Aim:
Copy out each line of the data below that contains the word "hair", one line after another.

** Start Given records **

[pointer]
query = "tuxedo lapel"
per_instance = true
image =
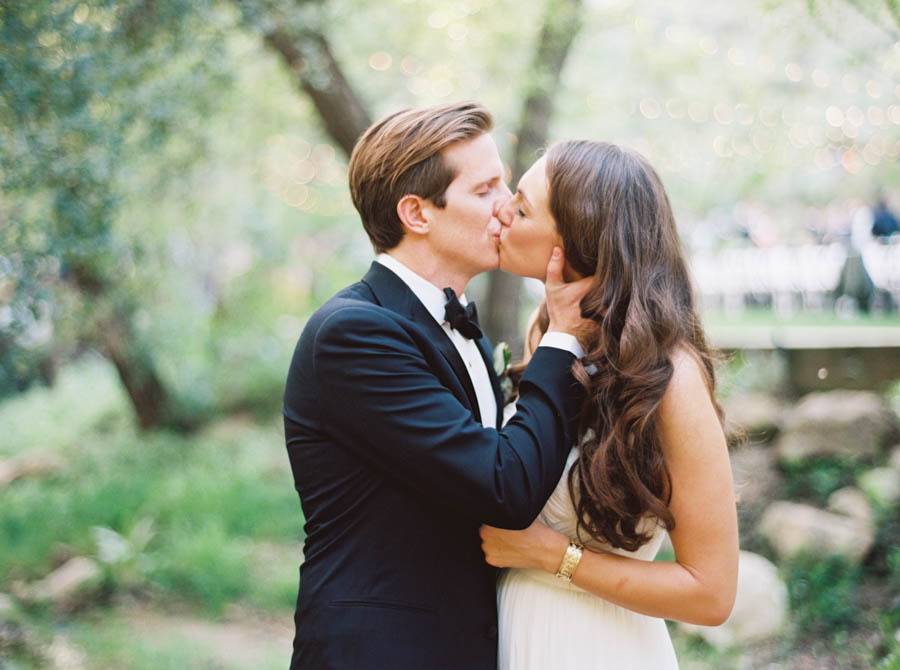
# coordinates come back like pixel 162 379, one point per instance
pixel 487 353
pixel 393 294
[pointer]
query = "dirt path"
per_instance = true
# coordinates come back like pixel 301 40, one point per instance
pixel 242 639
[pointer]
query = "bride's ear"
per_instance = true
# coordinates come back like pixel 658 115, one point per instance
pixel 411 211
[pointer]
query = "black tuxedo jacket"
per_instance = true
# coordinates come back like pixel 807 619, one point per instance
pixel 395 474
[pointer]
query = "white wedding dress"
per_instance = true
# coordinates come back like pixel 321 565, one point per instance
pixel 548 624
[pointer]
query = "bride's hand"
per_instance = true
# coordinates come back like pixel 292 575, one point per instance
pixel 538 546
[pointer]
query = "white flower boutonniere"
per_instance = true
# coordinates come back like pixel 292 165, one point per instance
pixel 502 356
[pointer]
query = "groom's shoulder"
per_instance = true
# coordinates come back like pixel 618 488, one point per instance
pixel 350 309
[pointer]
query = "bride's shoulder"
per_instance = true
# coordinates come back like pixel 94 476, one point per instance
pixel 688 384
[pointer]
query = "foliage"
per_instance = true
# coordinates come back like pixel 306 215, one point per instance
pixel 214 500
pixel 817 478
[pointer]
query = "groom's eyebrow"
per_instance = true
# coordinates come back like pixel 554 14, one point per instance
pixel 485 182
pixel 524 197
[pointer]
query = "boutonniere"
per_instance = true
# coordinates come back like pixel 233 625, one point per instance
pixel 502 356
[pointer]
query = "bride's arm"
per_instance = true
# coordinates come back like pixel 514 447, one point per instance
pixel 699 585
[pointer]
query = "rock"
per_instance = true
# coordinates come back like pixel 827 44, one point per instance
pixel 64 656
pixel 791 528
pixel 882 485
pixel 752 417
pixel 760 607
pixel 852 502
pixel 67 583
pixel 9 471
pixel 851 424
pixel 756 475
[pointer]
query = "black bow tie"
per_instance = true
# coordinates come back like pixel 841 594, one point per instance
pixel 463 319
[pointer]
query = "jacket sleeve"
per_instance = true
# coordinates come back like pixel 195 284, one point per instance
pixel 379 397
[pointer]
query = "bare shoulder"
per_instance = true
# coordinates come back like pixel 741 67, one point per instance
pixel 688 385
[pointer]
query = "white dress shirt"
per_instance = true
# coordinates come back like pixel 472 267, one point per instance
pixel 434 300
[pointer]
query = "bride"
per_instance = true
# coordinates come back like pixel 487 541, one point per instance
pixel 582 590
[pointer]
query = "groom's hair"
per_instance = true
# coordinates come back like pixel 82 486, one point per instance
pixel 401 155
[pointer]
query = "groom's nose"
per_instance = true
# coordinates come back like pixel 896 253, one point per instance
pixel 503 212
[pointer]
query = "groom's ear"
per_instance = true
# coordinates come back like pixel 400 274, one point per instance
pixel 411 210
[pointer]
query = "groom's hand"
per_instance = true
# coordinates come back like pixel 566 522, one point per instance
pixel 564 301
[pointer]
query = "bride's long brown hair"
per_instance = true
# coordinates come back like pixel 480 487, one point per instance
pixel 616 223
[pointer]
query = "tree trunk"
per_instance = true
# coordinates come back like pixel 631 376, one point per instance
pixel 113 334
pixel 340 108
pixel 136 371
pixel 307 53
pixel 561 24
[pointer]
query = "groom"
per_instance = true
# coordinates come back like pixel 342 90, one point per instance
pixel 392 412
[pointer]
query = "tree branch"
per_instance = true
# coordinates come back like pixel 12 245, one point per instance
pixel 561 24
pixel 308 55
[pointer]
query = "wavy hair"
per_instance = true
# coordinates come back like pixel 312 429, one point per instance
pixel 616 223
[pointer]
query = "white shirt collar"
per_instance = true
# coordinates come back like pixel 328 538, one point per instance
pixel 428 294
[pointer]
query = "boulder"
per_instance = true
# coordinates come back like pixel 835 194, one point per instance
pixel 72 580
pixel 882 485
pixel 894 460
pixel 9 470
pixel 760 607
pixel 63 655
pixel 754 417
pixel 792 527
pixel 846 424
pixel 756 475
pixel 852 502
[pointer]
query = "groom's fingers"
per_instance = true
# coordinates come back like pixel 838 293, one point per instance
pixel 554 268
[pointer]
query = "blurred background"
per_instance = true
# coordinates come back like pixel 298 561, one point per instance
pixel 174 206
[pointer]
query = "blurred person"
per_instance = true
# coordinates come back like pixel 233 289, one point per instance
pixel 884 223
pixel 392 411
pixel 581 589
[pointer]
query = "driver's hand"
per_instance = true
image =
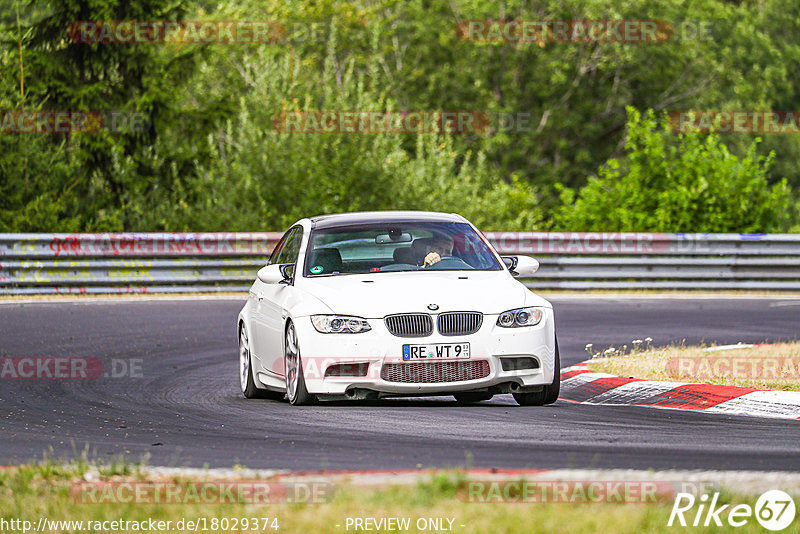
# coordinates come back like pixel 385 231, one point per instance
pixel 431 258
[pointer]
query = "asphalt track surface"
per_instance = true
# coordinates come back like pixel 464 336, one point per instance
pixel 186 408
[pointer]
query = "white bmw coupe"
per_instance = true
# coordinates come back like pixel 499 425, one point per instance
pixel 368 305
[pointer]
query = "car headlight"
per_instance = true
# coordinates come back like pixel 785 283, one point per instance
pixel 339 324
pixel 520 317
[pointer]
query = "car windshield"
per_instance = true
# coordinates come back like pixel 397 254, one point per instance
pixel 391 247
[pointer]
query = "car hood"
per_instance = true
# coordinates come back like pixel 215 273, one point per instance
pixel 377 295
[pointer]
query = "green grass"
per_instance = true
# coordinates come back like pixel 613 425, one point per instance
pixel 31 491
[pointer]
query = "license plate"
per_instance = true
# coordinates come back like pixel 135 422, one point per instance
pixel 435 351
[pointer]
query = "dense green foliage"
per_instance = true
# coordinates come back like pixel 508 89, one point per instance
pixel 211 158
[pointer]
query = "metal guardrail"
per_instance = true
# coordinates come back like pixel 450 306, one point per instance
pixel 212 262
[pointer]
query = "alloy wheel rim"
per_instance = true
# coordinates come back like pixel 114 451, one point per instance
pixel 292 358
pixel 244 359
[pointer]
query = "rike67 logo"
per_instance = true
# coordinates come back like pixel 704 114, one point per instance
pixel 774 510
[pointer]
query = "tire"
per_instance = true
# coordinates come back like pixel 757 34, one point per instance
pixel 296 390
pixel 469 397
pixel 248 385
pixel 550 392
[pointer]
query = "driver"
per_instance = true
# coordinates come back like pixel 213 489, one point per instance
pixel 440 247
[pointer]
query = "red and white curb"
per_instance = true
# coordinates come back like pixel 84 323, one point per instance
pixel 582 385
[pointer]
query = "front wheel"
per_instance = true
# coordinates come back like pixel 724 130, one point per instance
pixel 549 394
pixel 296 390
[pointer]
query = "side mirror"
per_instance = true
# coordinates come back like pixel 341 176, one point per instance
pixel 276 274
pixel 521 266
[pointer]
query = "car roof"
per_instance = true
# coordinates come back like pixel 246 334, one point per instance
pixel 360 217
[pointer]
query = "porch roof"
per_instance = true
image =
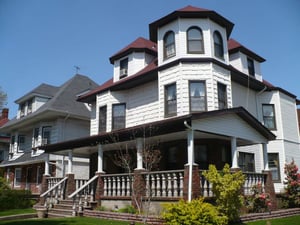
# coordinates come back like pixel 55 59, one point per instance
pixel 87 145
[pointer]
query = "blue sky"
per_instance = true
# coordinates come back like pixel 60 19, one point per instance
pixel 42 40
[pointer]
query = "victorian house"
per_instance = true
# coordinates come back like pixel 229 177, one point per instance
pixel 197 96
pixel 48 114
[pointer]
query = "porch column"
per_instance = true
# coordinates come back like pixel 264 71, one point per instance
pixel 190 161
pixel 100 159
pixel 139 153
pixel 265 155
pixel 234 153
pixel 70 162
pixel 47 165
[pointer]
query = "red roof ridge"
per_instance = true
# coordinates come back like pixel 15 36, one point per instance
pixel 190 8
pixel 138 44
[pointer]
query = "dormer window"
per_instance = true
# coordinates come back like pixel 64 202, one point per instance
pixel 22 110
pixel 169 45
pixel 123 67
pixel 29 106
pixel 251 69
pixel 218 45
pixel 195 40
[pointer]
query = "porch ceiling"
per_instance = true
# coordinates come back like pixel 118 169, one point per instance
pixel 219 124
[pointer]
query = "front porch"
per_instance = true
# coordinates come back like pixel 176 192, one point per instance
pixel 116 191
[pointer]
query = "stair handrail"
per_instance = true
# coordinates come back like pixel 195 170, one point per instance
pixel 83 186
pixel 55 186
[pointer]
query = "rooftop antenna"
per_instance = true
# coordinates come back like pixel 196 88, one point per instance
pixel 77 69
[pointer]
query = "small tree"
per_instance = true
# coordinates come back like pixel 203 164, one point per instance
pixel 3 99
pixel 227 188
pixel 292 182
pixel 125 159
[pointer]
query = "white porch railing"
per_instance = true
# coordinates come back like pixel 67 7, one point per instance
pixel 117 184
pixel 164 184
pixel 251 179
pixel 84 193
pixel 55 192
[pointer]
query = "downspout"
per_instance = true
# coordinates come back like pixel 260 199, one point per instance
pixel 190 164
pixel 257 94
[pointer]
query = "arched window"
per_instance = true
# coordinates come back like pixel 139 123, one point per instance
pixel 218 45
pixel 195 40
pixel 169 45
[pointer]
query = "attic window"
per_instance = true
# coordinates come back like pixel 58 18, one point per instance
pixel 123 67
pixel 251 69
pixel 218 45
pixel 169 45
pixel 195 40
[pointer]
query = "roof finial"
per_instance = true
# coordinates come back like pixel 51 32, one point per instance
pixel 77 69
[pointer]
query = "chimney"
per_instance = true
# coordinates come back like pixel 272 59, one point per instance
pixel 4 114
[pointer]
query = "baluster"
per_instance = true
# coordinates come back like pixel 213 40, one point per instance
pixel 92 195
pixel 180 184
pixel 170 188
pixel 109 188
pixel 105 186
pixel 114 186
pixel 128 186
pixel 118 186
pixel 153 186
pixel 147 185
pixel 175 185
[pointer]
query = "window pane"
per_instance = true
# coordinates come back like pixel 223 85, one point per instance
pixel 269 116
pixel 222 96
pixel 197 96
pixel 171 100
pixel 274 165
pixel 102 118
pixel 118 116
pixel 194 40
pixel 218 45
pixel 246 162
pixel 169 45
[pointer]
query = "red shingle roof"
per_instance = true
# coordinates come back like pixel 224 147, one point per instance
pixel 140 44
pixel 234 46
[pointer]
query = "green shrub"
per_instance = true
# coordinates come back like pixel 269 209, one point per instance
pixel 15 199
pixel 195 212
pixel 128 209
pixel 292 182
pixel 227 188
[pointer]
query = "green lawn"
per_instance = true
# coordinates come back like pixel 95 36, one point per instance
pixel 293 220
pixel 16 211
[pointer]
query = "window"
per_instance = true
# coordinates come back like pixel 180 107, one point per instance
pixel 169 45
pixel 197 96
pixel 39 175
pixel 36 136
pixel 21 142
pixel 123 67
pixel 218 45
pixel 274 166
pixel 46 135
pixel 12 144
pixel 269 116
pixel 22 110
pixel 118 114
pixel 201 158
pixel 29 106
pixel 251 69
pixel 170 100
pixel 222 96
pixel 195 40
pixel 246 162
pixel 1 155
pixel 18 176
pixel 102 119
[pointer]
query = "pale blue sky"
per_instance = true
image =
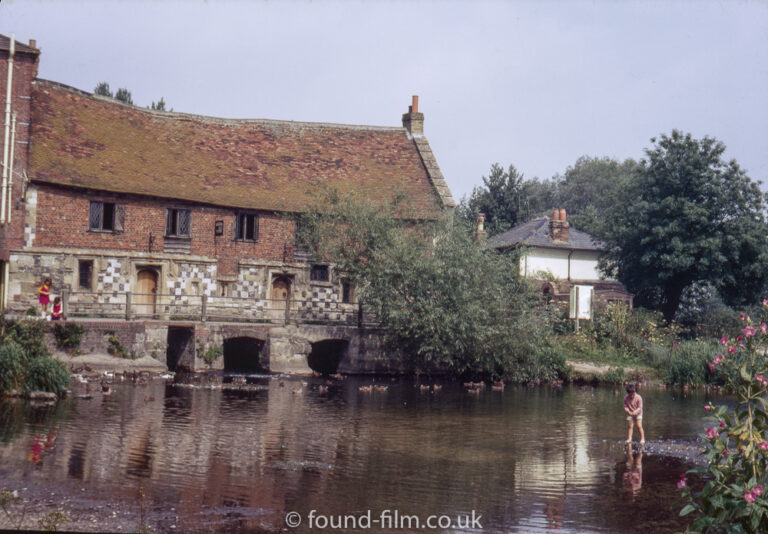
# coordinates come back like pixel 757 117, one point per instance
pixel 535 84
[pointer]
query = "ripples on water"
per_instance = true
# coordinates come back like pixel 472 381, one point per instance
pixel 211 459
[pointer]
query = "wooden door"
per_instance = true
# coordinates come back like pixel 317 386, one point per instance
pixel 146 291
pixel 281 288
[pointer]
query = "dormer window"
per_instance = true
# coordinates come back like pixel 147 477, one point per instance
pixel 247 227
pixel 105 217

** End Given records **

Worked answer:
query = "groom's hair"
query = "bride's long brown hair"
query = "wavy hair"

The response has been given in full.